>>>

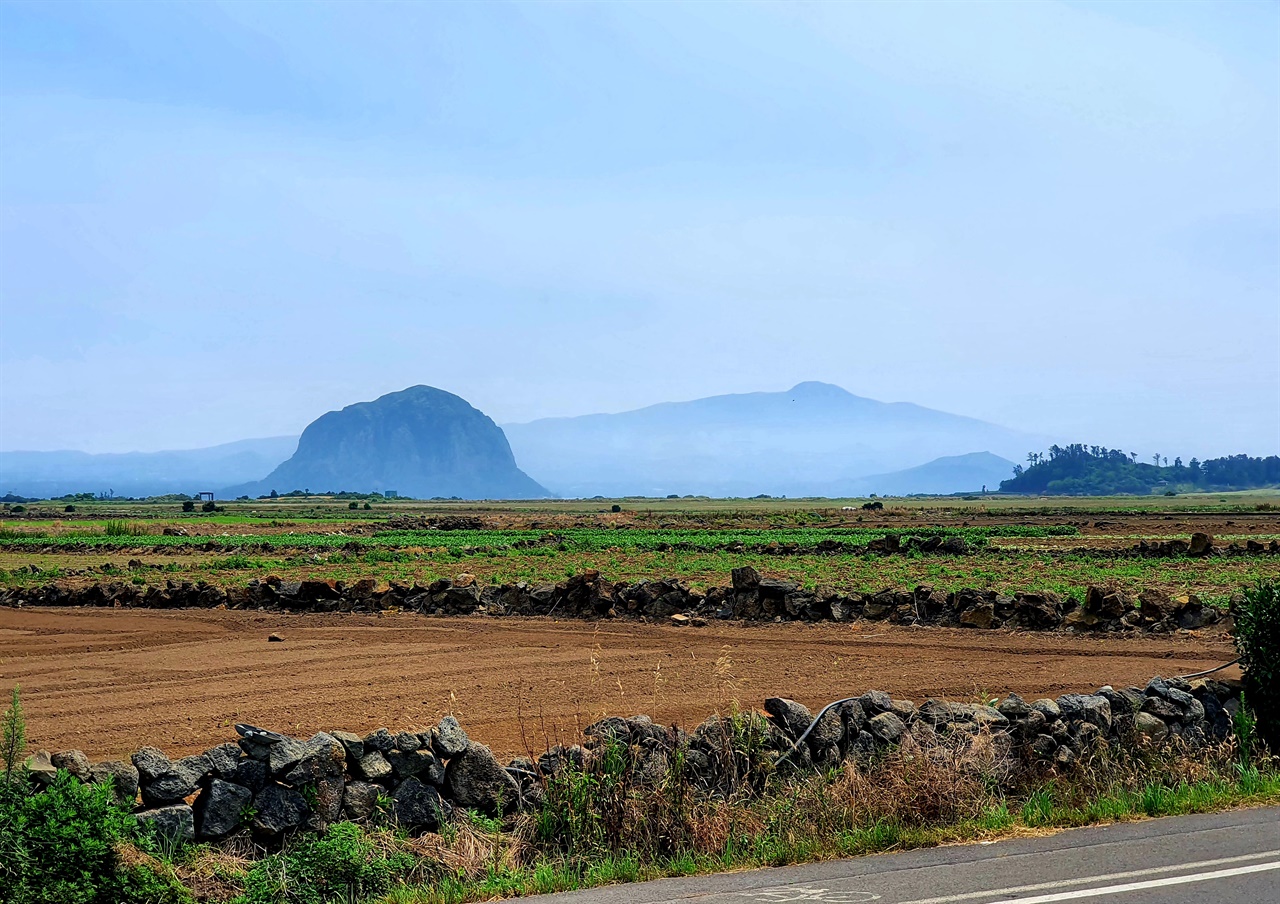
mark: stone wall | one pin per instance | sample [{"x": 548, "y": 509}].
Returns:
[
  {"x": 589, "y": 596},
  {"x": 273, "y": 784}
]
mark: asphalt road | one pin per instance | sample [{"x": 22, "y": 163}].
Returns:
[{"x": 1225, "y": 858}]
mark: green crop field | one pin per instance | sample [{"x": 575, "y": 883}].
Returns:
[{"x": 1014, "y": 544}]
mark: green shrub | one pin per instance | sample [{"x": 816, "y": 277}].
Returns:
[
  {"x": 341, "y": 866},
  {"x": 60, "y": 845},
  {"x": 1257, "y": 639}
]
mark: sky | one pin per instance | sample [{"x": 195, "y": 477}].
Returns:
[{"x": 219, "y": 220}]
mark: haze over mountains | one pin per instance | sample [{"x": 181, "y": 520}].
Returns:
[
  {"x": 44, "y": 474},
  {"x": 813, "y": 439},
  {"x": 419, "y": 442}
]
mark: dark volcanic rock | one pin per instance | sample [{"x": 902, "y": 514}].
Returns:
[
  {"x": 478, "y": 781},
  {"x": 420, "y": 441},
  {"x": 219, "y": 808},
  {"x": 417, "y": 806}
]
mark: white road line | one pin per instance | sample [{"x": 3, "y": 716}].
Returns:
[
  {"x": 1087, "y": 880},
  {"x": 1150, "y": 884}
]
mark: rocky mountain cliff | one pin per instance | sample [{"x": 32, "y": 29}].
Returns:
[{"x": 420, "y": 442}]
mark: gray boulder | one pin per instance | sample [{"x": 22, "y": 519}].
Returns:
[
  {"x": 1151, "y": 727},
  {"x": 151, "y": 763},
  {"x": 449, "y": 739},
  {"x": 278, "y": 809},
  {"x": 122, "y": 776},
  {"x": 417, "y": 806},
  {"x": 283, "y": 756},
  {"x": 321, "y": 757},
  {"x": 476, "y": 780},
  {"x": 176, "y": 822},
  {"x": 380, "y": 740},
  {"x": 181, "y": 781},
  {"x": 251, "y": 774},
  {"x": 876, "y": 702},
  {"x": 220, "y": 807},
  {"x": 224, "y": 758},
  {"x": 352, "y": 744},
  {"x": 1047, "y": 708},
  {"x": 360, "y": 799},
  {"x": 787, "y": 715},
  {"x": 886, "y": 727}
]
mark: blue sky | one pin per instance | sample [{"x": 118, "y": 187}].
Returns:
[{"x": 219, "y": 220}]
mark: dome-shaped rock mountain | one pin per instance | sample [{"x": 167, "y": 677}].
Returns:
[{"x": 420, "y": 442}]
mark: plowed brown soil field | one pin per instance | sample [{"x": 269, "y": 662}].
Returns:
[{"x": 109, "y": 681}]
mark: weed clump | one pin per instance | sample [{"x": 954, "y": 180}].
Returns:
[{"x": 1257, "y": 639}]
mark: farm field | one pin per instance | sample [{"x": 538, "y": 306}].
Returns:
[
  {"x": 109, "y": 681},
  {"x": 105, "y": 679},
  {"x": 1061, "y": 546}
]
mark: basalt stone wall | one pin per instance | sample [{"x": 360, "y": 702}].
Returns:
[
  {"x": 589, "y": 596},
  {"x": 273, "y": 785}
]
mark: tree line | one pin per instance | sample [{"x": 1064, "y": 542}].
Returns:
[{"x": 1095, "y": 470}]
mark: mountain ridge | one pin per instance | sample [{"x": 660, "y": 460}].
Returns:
[
  {"x": 420, "y": 441},
  {"x": 808, "y": 439}
]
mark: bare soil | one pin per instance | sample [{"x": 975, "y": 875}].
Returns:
[{"x": 110, "y": 681}]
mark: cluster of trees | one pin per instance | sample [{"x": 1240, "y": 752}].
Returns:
[{"x": 1096, "y": 470}]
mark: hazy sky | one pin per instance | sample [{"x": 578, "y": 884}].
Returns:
[{"x": 220, "y": 220}]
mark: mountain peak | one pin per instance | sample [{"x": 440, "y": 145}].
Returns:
[
  {"x": 420, "y": 442},
  {"x": 814, "y": 389}
]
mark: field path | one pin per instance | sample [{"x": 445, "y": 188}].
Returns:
[{"x": 109, "y": 681}]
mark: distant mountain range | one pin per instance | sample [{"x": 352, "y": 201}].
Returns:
[
  {"x": 419, "y": 442},
  {"x": 44, "y": 474},
  {"x": 814, "y": 439}
]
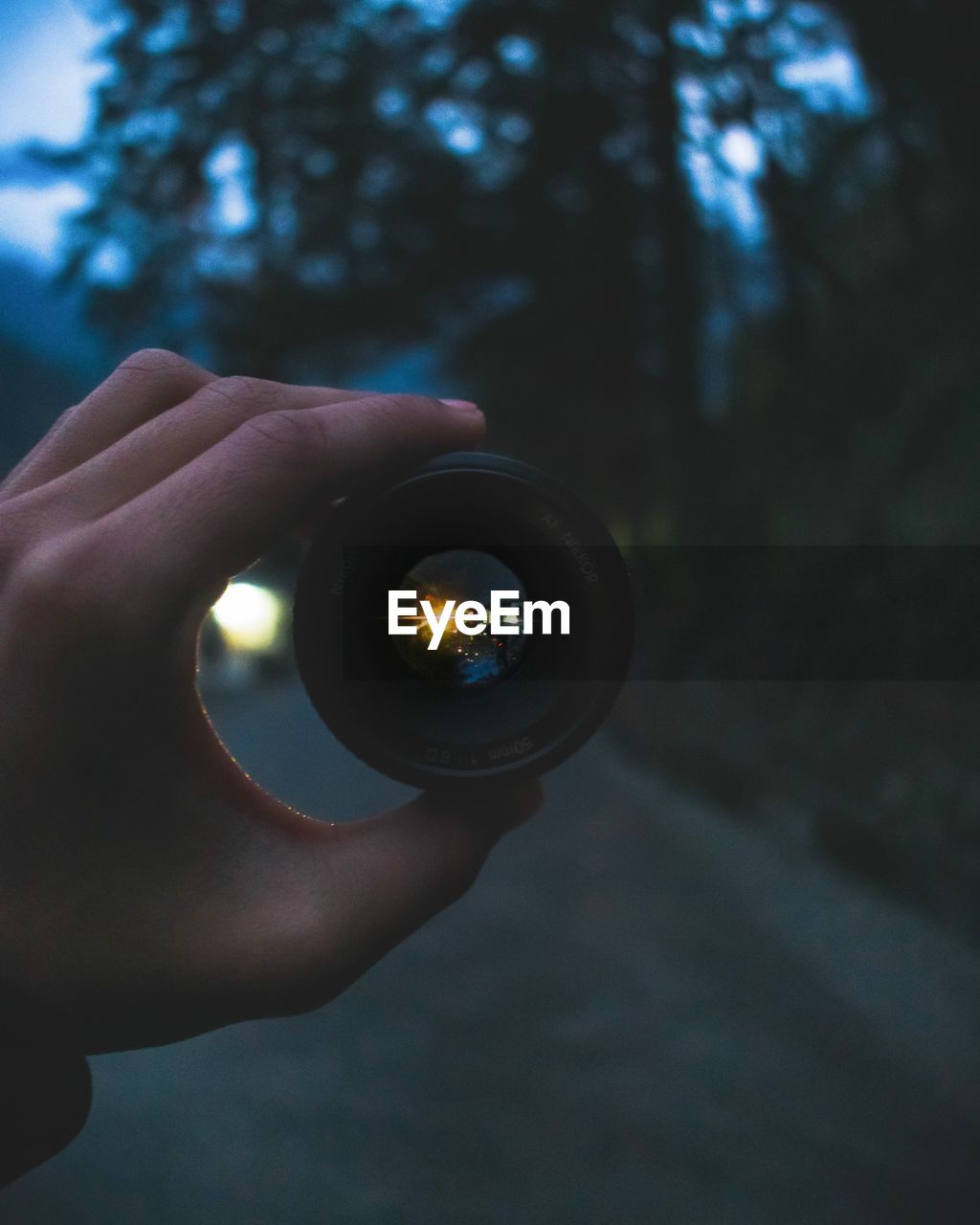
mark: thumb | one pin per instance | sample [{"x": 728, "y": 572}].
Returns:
[{"x": 372, "y": 882}]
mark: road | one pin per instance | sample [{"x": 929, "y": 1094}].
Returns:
[{"x": 644, "y": 1012}]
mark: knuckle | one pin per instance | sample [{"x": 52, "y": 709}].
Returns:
[
  {"x": 291, "y": 430},
  {"x": 463, "y": 856},
  {"x": 158, "y": 362},
  {"x": 56, "y": 576},
  {"x": 397, "y": 411},
  {"x": 240, "y": 390}
]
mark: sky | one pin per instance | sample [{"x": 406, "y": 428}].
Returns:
[{"x": 47, "y": 70}]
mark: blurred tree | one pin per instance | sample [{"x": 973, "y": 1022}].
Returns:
[{"x": 559, "y": 195}]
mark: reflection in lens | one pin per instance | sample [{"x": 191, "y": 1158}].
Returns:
[{"x": 460, "y": 661}]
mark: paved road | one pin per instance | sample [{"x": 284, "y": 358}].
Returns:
[{"x": 643, "y": 1013}]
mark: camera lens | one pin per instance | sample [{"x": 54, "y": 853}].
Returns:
[
  {"x": 462, "y": 663},
  {"x": 471, "y": 620}
]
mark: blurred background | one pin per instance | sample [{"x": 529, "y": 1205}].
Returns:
[{"x": 713, "y": 263}]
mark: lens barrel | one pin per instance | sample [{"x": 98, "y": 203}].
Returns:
[{"x": 481, "y": 707}]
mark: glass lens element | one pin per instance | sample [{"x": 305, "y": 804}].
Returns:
[{"x": 459, "y": 661}]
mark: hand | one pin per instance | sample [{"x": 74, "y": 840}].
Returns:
[{"x": 148, "y": 888}]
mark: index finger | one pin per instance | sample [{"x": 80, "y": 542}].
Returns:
[{"x": 214, "y": 516}]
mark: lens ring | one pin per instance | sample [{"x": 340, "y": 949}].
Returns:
[{"x": 530, "y": 720}]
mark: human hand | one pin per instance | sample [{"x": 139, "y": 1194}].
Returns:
[{"x": 148, "y": 888}]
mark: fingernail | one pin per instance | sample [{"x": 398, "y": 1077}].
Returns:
[{"x": 464, "y": 405}]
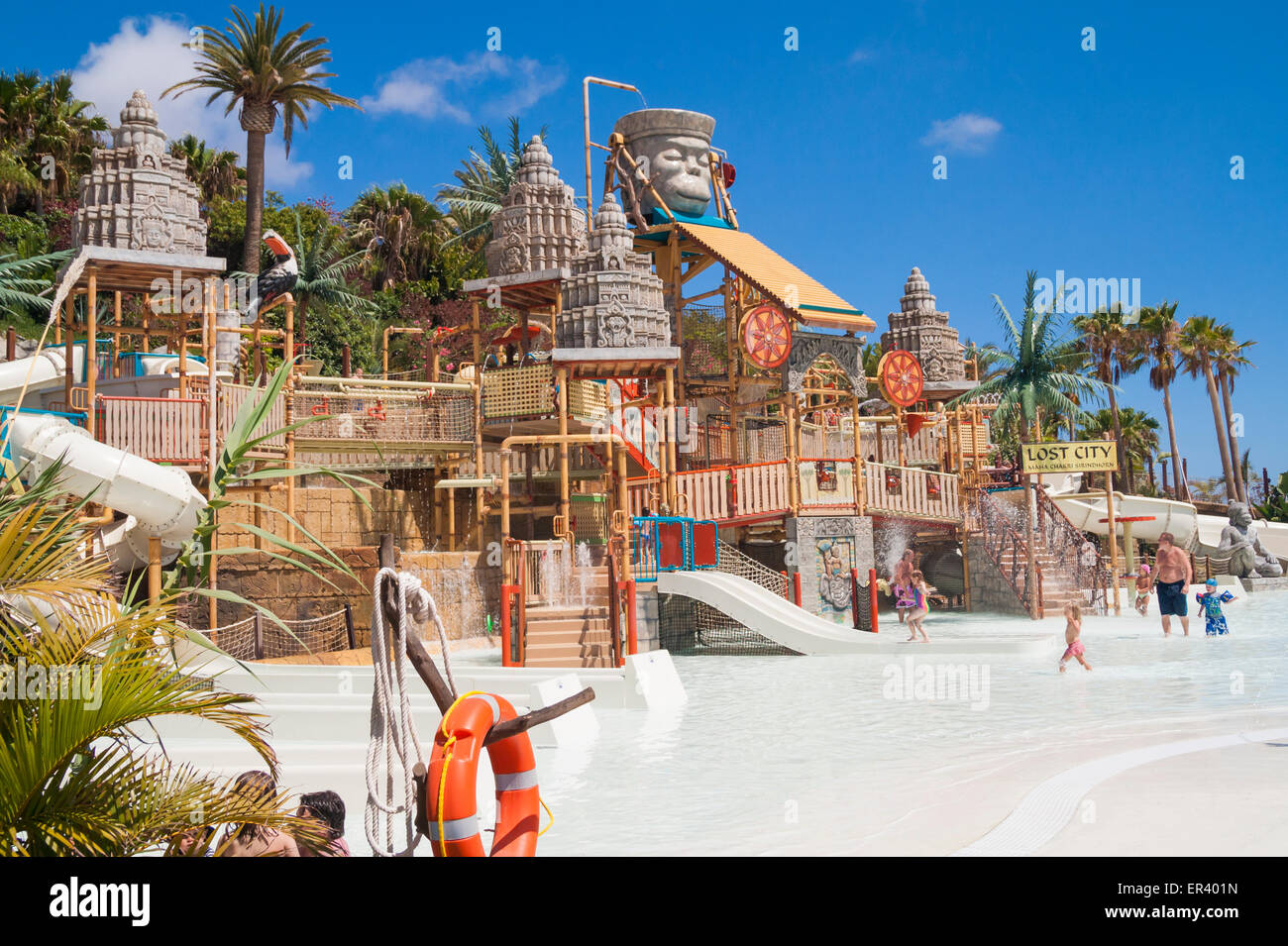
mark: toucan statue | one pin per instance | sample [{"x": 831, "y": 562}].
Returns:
[{"x": 277, "y": 279}]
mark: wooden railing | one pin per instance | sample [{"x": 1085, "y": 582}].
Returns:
[
  {"x": 528, "y": 391},
  {"x": 231, "y": 399},
  {"x": 720, "y": 493},
  {"x": 385, "y": 417},
  {"x": 707, "y": 493},
  {"x": 825, "y": 481},
  {"x": 165, "y": 430},
  {"x": 903, "y": 490},
  {"x": 760, "y": 489}
]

<<<

• **WHAT THE EXERCISE ASKS**: Extract only the lines from the line containing "mark: index finger" through the final line of the records; keep both ends and drop every picture.

• **THE OUTPUT**:
mark: index finger | one pin per instance | sample [{"x": 80, "y": 542}].
Returns:
[{"x": 214, "y": 516}]
mark: lens ring | one pin per instance | sample [{"x": 340, "y": 949}].
Returns:
[{"x": 530, "y": 720}]
mark: human hand | one pin per instance | sample [{"x": 139, "y": 1194}].
Returns:
[{"x": 148, "y": 888}]
mark: fingernail | one pin per instance | sample [{"x": 398, "y": 1077}].
Returns:
[{"x": 464, "y": 405}]
mark: toucan statue | one pin per instance | sample [{"x": 831, "y": 562}].
Returns:
[{"x": 277, "y": 279}]
mark: wooden railing | one pin per instance | sample [{"x": 1085, "y": 582}].
Returns:
[
  {"x": 528, "y": 391},
  {"x": 231, "y": 399},
  {"x": 720, "y": 493},
  {"x": 385, "y": 417},
  {"x": 707, "y": 493},
  {"x": 825, "y": 481},
  {"x": 165, "y": 430},
  {"x": 903, "y": 490},
  {"x": 760, "y": 489}
]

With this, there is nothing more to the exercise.